## Input material
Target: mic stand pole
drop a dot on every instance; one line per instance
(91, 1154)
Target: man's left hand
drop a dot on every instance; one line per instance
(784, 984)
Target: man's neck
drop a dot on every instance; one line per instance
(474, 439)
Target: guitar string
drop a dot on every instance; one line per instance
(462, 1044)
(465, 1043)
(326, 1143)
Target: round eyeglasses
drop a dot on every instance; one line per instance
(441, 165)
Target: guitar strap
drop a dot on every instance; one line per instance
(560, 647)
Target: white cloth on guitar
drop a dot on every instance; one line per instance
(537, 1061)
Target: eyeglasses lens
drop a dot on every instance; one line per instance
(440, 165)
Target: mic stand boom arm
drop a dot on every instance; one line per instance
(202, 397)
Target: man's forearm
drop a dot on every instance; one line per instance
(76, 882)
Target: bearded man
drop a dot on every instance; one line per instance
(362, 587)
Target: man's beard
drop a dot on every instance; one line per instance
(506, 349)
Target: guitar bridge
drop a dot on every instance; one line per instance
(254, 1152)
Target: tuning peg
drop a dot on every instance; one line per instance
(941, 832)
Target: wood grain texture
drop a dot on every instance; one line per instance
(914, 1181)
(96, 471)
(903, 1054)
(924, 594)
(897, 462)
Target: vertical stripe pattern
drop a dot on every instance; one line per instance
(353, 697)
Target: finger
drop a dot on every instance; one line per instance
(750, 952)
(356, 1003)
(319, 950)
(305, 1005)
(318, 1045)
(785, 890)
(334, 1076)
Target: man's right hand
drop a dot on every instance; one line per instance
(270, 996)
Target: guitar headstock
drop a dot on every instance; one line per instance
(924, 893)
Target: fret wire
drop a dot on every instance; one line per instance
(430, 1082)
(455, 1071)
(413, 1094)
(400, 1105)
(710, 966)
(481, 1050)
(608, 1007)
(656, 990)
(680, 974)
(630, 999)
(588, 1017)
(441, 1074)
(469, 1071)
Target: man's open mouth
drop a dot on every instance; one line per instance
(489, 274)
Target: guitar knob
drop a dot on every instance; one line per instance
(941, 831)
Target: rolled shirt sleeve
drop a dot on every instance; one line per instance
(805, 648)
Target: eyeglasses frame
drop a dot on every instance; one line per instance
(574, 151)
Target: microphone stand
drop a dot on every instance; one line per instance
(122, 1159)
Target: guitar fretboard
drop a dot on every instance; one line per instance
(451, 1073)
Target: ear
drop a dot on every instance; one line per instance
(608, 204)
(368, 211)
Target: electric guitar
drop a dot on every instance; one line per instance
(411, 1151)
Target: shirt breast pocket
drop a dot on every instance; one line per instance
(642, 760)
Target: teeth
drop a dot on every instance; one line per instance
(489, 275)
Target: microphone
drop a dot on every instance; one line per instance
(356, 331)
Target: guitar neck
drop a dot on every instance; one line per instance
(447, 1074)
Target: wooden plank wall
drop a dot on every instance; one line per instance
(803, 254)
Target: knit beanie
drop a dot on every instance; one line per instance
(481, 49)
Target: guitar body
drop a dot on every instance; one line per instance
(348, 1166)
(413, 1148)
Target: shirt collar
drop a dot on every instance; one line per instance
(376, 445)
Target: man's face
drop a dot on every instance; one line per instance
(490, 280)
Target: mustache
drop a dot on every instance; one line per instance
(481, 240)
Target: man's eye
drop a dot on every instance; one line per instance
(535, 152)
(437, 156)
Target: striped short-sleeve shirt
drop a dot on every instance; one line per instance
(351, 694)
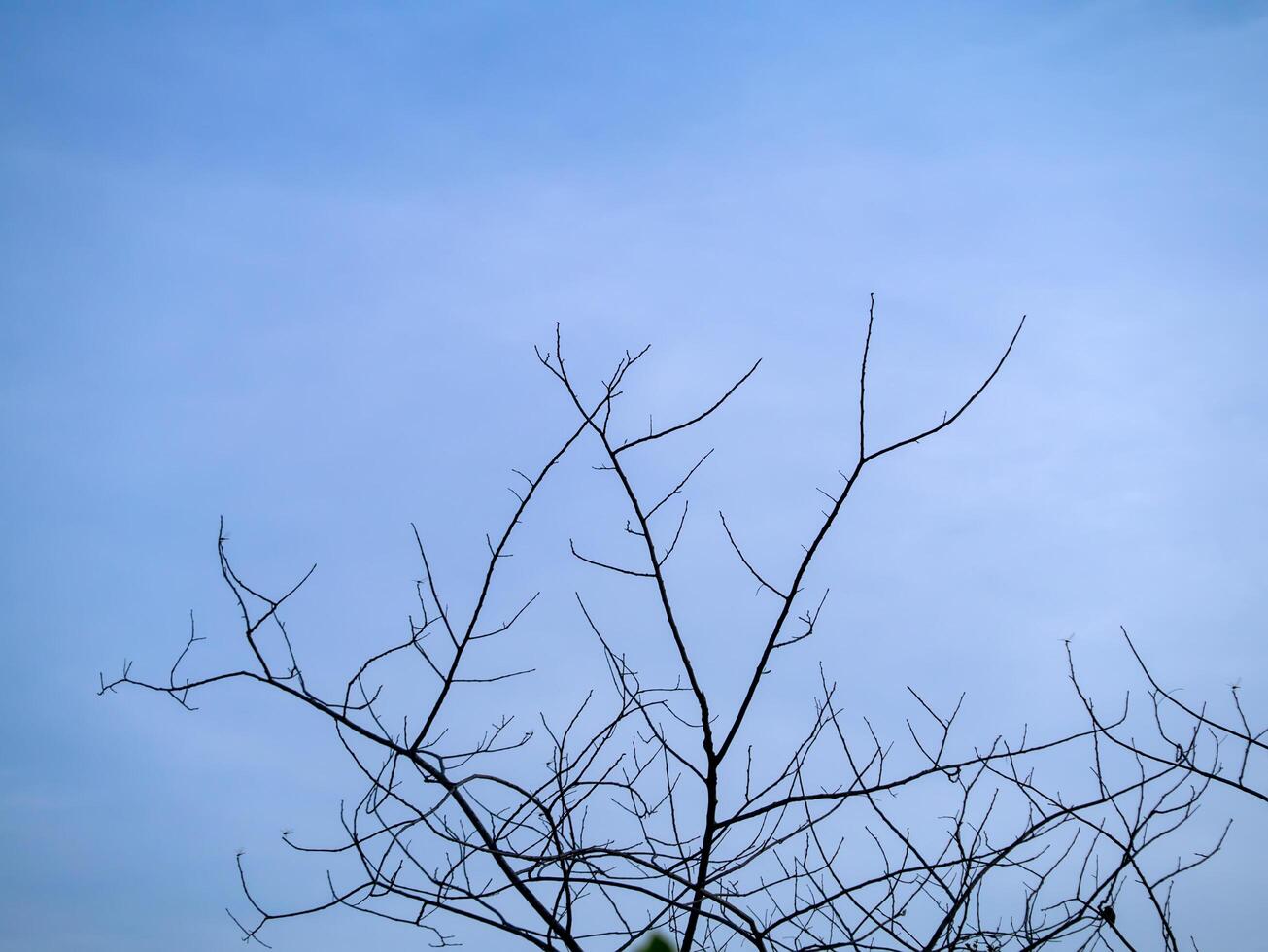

## Work instruction
A word-for-word copy of the lines from the one with "Target: microphone stand" through the final line of the listing above is the whole answer, and it contains no pictures.

## Finished exercise
Target: microphone stand
drop a dot on every instance; one line per instance
(122, 1159)
Target: guitar fretboard
drop a dot on every instance; one line per instance
(451, 1073)
Target: ear
drop a dot on every instance; one line per instance
(608, 204)
(368, 211)
Target: electric guitar
drop a dot on every instance; one line per instance
(411, 1151)
Target: shirt breast pocket
drop a dot on every instance; one line per instance
(642, 760)
Target: teeth
drop a dot on every instance; one line per instance
(489, 275)
Target: microphone
drop a dot on every instance; one line per instance
(356, 331)
Target: guitar neck
drop a dot on every instance; one line per instance
(447, 1074)
Target: wooden plank wall
drop a dot on every instance; one line per instance
(803, 254)
Target: knit beanie
drop a dot on every instance; one line per instance
(481, 49)
Target: guitar body
drop a dot on every instance; one line per instance
(348, 1166)
(413, 1148)
Target: shirt collar
drop a dot on every instance; one line per instance
(376, 445)
Target: man's face
drop a dot on every instance; one line per instance
(490, 280)
Target: mustache
drop a dot on every instance; one line per instance
(481, 240)
Target: man's eye
drop a dot on every instance; one line per instance
(535, 152)
(437, 156)
Target: striped short-sleeve shirt
drop a dot on every instance; one line per instance
(351, 694)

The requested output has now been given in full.